### Problem description
Format each line of the data below as an item in a numbered list, omitting any blank lines.

### Records to use
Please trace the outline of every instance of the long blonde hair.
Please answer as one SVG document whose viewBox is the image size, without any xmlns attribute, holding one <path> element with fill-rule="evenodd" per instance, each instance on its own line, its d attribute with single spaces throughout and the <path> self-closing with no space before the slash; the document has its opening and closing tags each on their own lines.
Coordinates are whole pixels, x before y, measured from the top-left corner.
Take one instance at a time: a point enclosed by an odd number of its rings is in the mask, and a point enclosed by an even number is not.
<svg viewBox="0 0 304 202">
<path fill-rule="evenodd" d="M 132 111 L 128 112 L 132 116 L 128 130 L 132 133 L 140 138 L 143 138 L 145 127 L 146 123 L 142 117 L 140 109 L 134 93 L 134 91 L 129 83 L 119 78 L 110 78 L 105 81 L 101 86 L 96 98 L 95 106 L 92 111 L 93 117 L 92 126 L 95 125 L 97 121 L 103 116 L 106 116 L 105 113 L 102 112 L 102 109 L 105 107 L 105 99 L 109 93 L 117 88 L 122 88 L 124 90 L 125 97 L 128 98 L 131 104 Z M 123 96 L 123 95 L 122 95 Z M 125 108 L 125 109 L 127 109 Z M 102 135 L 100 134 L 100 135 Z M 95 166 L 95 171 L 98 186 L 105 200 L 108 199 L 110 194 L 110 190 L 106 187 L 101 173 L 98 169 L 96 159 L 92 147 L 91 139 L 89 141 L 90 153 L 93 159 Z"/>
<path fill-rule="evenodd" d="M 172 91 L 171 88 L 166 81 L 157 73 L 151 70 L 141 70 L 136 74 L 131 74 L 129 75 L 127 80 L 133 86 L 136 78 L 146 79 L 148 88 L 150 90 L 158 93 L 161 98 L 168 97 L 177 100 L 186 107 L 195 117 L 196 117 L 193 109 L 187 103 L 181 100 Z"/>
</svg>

### The reply
1. Please trace the outline of every instance of the long blonde hair.
2. Please answer as one SVG document whose viewBox is the image size, without any xmlns attribute, holding one <path> element with fill-rule="evenodd" per instance, each instance on its own line, its d attribute with single spaces throughout and the <path> self-closing with no space before the slash; the document has its opening and closing tags each on their own lines.
3. Coordinates are whole pixels, x before y, measured from the top-left corner.
4. Take one instance at a time: a point enclosed by an odd number of its rings is in the mask, and a point enclosed by an even number is not.
5. <svg viewBox="0 0 304 202">
6. <path fill-rule="evenodd" d="M 132 111 L 128 112 L 132 116 L 128 130 L 132 133 L 140 138 L 143 138 L 145 127 L 146 123 L 142 117 L 140 109 L 134 93 L 134 91 L 129 83 L 119 78 L 110 78 L 105 81 L 101 86 L 96 98 L 95 106 L 92 111 L 93 117 L 92 126 L 95 125 L 97 121 L 103 116 L 106 116 L 105 113 L 102 112 L 102 109 L 105 107 L 105 99 L 109 93 L 117 88 L 122 88 L 124 90 L 125 97 L 128 98 L 131 104 Z M 123 96 L 123 95 L 122 95 Z M 125 108 L 125 109 L 127 109 Z M 102 135 L 100 134 L 100 135 Z M 95 166 L 95 171 L 98 186 L 105 200 L 108 199 L 110 194 L 110 190 L 106 187 L 101 173 L 98 169 L 96 159 L 92 147 L 91 139 L 89 141 L 90 153 L 93 159 Z"/>
7. <path fill-rule="evenodd" d="M 172 91 L 171 88 L 166 81 L 157 73 L 151 70 L 141 70 L 136 74 L 131 74 L 129 75 L 127 80 L 133 86 L 136 78 L 146 79 L 148 88 L 150 90 L 158 93 L 161 98 L 168 97 L 177 100 L 186 107 L 195 117 L 196 117 L 193 109 L 187 103 L 181 100 Z"/>
8. </svg>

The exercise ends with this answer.